DIRECTION A: In the Rust borrow-checker thread, why does Rust assume foo might access map even though foo's body never touches it?
DIRECTION B: Pick up the Rust borrow-checker thread where it stops and write the rest of the reply.

DOCUMENT EXTRACT:
============

Calling &self method inside a &mut self method

I came across a case where I want to use a non-mut method while self is borrowed as mutable and I'm not sure what's the best way of approaching this.

use std::collections::HashMap;

#[derive(Default)]
struct Demo {
    map: HashMap<usize, usize>,
}

impl Demo {
    pub fn foo(&self) {
    }
    
    pub fn bar(&mut self) {
        if let Some(v) = self.map.get_mut(&42) {
            self.foo();
            *v = 42;
        }
    }
}

fn main() {
    let mut d = Demo::default();
    d.bar();
}

(Playground)

Errors:

   Compiling playground v0.0.1 (/playground)
error[E0502]: cannot borrow `*self` as immutable because it is also borrowed as mutable
  --> src/main.rs:14:13
   |
13 |         if let Some(v) = self.map.get_mut(&42) {
   |                          -------- mutable borrow occurs here
14 |             (&*self).foo();
   |             ^^^^^^^^ immutable borrow occurs here
15 |             *v = 42;
   |             ------- mutable borrow later used here

error: aborting due to previous error

What does foo do? Does foo need to access the map, or just other fields?

1 Like

Doesn't need map, only other self fields.

In my particular case, I have a couple of bar()-like methods and foo() is a common helper to handle input params based on a config stored in self. I could solve this by making foo() a free function and passing the config but I'm wondering whether there's something I can do with the structure as it is.

Dealing with exclusive borrows (&mut) leads to having to be very careful with what a functions gets access to or not.

By having foo (self: &'_ Self, ..., you are telling Rust that the foo function may have shared access to any member of Self, including map. This is true even if the body of foo does not access .map, since Rust ignores (other) functions' bodies on purpose.

To solve this, you have three options:

  • the most general solution, is to narrow the input to foo(), by "sacrificing" the method call sugar (instead of self.foo(), you'd do Self::foo(&self.field) to remove that self: &'_ Self parameter, and putting the necessary field_of_self: &'_ Field arguments instead.

============

MATERIAL:
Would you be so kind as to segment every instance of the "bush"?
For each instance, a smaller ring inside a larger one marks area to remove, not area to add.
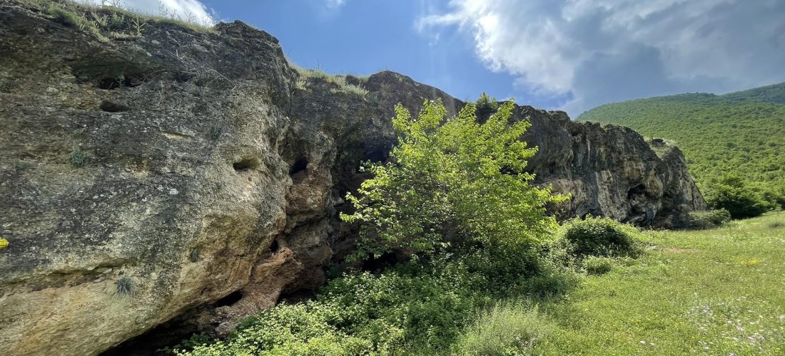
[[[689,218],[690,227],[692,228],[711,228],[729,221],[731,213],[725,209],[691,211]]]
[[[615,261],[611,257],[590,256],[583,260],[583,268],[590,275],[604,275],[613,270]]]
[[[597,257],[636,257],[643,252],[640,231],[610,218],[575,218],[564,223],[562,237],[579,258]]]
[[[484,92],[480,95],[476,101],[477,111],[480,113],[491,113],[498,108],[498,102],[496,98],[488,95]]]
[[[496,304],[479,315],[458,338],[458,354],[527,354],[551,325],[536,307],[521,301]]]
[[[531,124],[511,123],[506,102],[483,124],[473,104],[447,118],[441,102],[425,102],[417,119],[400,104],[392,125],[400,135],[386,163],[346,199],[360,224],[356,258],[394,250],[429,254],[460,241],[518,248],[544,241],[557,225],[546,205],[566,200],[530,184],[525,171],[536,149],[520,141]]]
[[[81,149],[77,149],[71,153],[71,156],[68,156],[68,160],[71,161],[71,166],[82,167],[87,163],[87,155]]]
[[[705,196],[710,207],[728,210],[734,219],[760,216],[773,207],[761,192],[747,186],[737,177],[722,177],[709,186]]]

============

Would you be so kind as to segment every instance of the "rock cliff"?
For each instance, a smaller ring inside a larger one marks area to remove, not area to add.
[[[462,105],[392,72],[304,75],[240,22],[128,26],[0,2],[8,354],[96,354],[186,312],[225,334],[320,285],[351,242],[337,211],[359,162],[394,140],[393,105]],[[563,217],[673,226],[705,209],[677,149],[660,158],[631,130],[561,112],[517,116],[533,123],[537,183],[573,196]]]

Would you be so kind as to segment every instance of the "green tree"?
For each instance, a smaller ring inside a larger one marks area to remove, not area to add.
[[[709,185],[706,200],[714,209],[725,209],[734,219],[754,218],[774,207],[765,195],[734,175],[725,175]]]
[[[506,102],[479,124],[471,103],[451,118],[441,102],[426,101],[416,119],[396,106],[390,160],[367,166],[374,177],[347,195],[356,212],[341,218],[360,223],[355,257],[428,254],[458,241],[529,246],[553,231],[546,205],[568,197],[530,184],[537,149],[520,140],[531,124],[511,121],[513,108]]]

============

TASK ANSWER A: Rust deliberately ignores the bodies of other functions, so a `&self` method is treated as having shared access to every field of Self, including map.

TASK ANSWER B:
  • the other option is to make foo misbehave (with logic bugs or panics) if it ever accesses the .map field (which you are promising doesn't happen.

    Then, bar can take the .map temporarily and put a dummy in its stead, so as not to be &mut borrowing self while the .map is:

    fn bar (self: &'_ mut Self)
    {
        let mut map = mem::take(&mut self.map); // take the map, and put a dummy in its stead
        if let Some(at_v) = map.get_mut(&42) {
            self.foo(); // Ok, gets a dummy `.map`
            *at_v = 42;
        }
        self.map = map; // put it back!
    }
    

    For some situations this has the advantage of requiring the least changes, so it is an easy-to-apply solution. It does have the issue of having to remember to put the thing back into self, and also of no longer statically guaranteeing that foo() does not access .map(): if it does, it will be dealing with the dummy value (here, a Default empty .map(), so there will be nothing to read) that gets discarded afterwards (so anything written to it would be lost). Very bug prone w.r.t. code refactoring.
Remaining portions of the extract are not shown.